GIVEN EXERCISE
Extract each line of the data and write it out again exactly.

DATA SUPPLIED

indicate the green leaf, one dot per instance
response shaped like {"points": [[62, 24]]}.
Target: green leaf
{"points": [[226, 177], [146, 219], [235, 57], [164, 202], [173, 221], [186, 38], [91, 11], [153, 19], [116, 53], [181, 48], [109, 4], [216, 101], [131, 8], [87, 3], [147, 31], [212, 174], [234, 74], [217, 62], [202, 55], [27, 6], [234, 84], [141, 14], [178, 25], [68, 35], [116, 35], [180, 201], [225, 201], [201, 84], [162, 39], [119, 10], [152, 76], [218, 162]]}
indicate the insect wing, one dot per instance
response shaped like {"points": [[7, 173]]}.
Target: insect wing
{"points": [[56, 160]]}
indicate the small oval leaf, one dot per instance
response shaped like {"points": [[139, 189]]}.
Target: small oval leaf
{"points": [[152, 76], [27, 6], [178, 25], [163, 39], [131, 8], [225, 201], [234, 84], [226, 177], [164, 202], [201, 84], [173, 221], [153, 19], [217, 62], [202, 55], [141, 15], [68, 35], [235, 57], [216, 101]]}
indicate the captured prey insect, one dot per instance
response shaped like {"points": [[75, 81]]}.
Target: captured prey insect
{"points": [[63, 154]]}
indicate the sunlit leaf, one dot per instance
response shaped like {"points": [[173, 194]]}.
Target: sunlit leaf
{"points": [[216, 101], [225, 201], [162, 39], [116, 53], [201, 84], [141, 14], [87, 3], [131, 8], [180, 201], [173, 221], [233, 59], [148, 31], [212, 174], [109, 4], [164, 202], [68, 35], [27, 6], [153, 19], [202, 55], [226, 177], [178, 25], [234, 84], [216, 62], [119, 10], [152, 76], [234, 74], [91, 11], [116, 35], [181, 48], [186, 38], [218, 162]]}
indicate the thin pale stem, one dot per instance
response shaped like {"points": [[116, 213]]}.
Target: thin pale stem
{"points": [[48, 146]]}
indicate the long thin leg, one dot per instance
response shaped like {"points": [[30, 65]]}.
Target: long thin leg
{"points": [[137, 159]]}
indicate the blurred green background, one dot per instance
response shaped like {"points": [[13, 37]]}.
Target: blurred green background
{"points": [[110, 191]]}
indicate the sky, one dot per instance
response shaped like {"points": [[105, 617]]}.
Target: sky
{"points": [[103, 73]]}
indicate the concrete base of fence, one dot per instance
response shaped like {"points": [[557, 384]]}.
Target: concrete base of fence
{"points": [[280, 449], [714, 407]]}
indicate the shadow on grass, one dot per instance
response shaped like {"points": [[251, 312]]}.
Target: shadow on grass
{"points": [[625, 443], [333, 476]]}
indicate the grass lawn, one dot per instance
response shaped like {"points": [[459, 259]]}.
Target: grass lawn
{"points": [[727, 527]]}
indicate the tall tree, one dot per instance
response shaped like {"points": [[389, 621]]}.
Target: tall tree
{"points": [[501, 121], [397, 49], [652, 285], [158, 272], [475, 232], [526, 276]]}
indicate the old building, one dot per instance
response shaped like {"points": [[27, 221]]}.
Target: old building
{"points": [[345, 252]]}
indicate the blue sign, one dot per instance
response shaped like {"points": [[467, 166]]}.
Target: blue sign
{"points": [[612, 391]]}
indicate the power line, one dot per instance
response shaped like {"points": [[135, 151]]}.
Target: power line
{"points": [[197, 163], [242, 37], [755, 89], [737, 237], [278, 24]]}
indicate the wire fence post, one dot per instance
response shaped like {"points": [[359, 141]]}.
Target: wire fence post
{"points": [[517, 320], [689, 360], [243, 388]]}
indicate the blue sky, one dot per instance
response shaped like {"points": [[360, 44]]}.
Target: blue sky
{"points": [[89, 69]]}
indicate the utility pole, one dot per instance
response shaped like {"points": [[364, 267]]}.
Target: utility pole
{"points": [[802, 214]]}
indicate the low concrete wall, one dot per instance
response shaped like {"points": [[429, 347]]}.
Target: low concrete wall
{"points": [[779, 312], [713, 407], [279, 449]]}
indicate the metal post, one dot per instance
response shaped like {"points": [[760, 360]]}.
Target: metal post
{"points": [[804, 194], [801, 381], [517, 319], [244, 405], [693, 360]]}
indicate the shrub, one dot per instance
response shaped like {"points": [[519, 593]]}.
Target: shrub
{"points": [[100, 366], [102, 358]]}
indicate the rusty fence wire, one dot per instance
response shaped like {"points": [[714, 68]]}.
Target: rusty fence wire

EXERCISE RESPONSE
indicate the green leaf, one dot per instance
response shaped like {"points": [[62, 24]]}.
Target: green leaf
{"points": [[226, 177], [146, 219], [235, 57], [164, 202], [173, 221], [186, 38], [91, 11], [153, 19], [116, 53], [181, 48], [109, 4], [216, 101], [131, 8], [87, 3], [147, 31], [212, 174], [234, 74], [217, 62], [202, 55], [27, 6], [234, 84], [141, 14], [178, 25], [68, 35], [116, 35], [180, 201], [225, 201], [201, 84], [162, 39], [119, 10], [152, 76], [218, 162]]}
indicate the insect wing, one dot per instance
response shaped like {"points": [[7, 173]]}.
Target: insect wing
{"points": [[56, 160]]}
indicate the small oval leaf, one dot per instance
response shaped like {"points": [[139, 189]]}.
Target: small oval leaf
{"points": [[152, 76], [27, 6], [178, 25], [163, 39], [131, 8], [225, 201], [234, 84], [226, 177], [164, 202], [201, 84], [173, 221], [153, 19], [217, 62], [202, 55], [141, 15], [68, 35], [235, 57], [216, 101]]}
indicate the captured prey insect, one dot per instance
response shaped like {"points": [[75, 81]]}.
Target: captured prey insect
{"points": [[63, 154]]}
indicate the sunlit leaf, one dot per instance
response shaped like {"points": [[173, 194]]}.
Target: sunlit leaf
{"points": [[216, 101], [225, 201], [162, 39], [116, 53], [201, 84], [141, 14], [87, 3], [131, 8], [180, 201], [173, 221], [233, 59], [148, 31], [212, 174], [109, 4], [164, 202], [68, 35], [27, 6], [153, 19], [202, 55], [226, 177], [178, 25], [234, 84], [216, 62], [119, 10], [152, 76], [234, 74], [91, 11], [116, 35], [181, 48], [186, 38], [218, 162]]}
indicate the thin pale stem, one dot per instance
response shaped like {"points": [[116, 213]]}.
Target: thin pale stem
{"points": [[48, 146]]}
indicate the long thin leg, one dot per instance
response shaped like {"points": [[30, 65]]}.
Target: long thin leg
{"points": [[137, 159]]}
indicate the blurred green background, one dot per instance
response shaped like {"points": [[13, 37]]}.
Target: blurred green background
{"points": [[110, 191]]}
indicate the sky, one dot per instance
response shaped like {"points": [[105, 617]]}.
Target: sky
{"points": [[103, 73]]}
indicate the concrete base of fence, one dot per instance
response shaped like {"points": [[557, 384]]}.
Target: concrete base of fence
{"points": [[280, 449], [714, 407]]}
indicate the shadow on grass, one dot per instance
response shaped like {"points": [[251, 312]]}.
Target: shadow on grass
{"points": [[625, 443], [333, 476]]}
indicate the grass lawn, one dot per instance
response shaped like {"points": [[459, 259]]}.
Target: grass lawn
{"points": [[727, 527]]}
indicate the tall tree, one dot per instance
response shaped like {"points": [[389, 621]]}.
Target: tall tree
{"points": [[501, 121], [397, 49], [652, 285], [158, 272], [475, 232], [526, 276]]}
indicate the old building, one dot per instance
response shaped like {"points": [[27, 221]]}.
Target: old building
{"points": [[345, 252]]}
indicate the blue sign, one dot per instance
response shaped like {"points": [[467, 166]]}.
Target: blue sign
{"points": [[612, 391]]}
indicate the power line, one dot per instance
response shaped like {"points": [[135, 151]]}.
Target: power line
{"points": [[197, 163], [242, 37], [755, 89], [737, 237], [278, 24]]}
indicate the wire fence post, one dot per instance
response shaped like {"points": [[359, 141]]}.
Target: wire fence post
{"points": [[517, 320], [689, 360], [243, 388]]}
indicate the blue sky, one dot per instance
response shaped like {"points": [[360, 44]]}.
Target: blue sky
{"points": [[89, 69]]}
indicate the utility pole, one dot per instance
response shaped like {"points": [[364, 267]]}.
Target: utility pole
{"points": [[802, 214]]}
indicate the low concrete wall, one dot per instance
response shaped like {"points": [[429, 347]]}.
Target: low concrete wall
{"points": [[779, 312], [713, 407], [279, 449]]}
indicate the metal post, one dot per instance
response shaped like {"points": [[760, 360]]}.
Target: metal post
{"points": [[804, 194], [801, 381], [517, 319], [244, 405], [693, 360]]}
indicate the shrub, one dot per instance
response shaped like {"points": [[519, 593]]}.
Target: shrub
{"points": [[100, 366], [102, 358]]}
indicate the rusty fence wire, one dot per instance
response shaped like {"points": [[714, 68]]}.
Target: rusty fence wire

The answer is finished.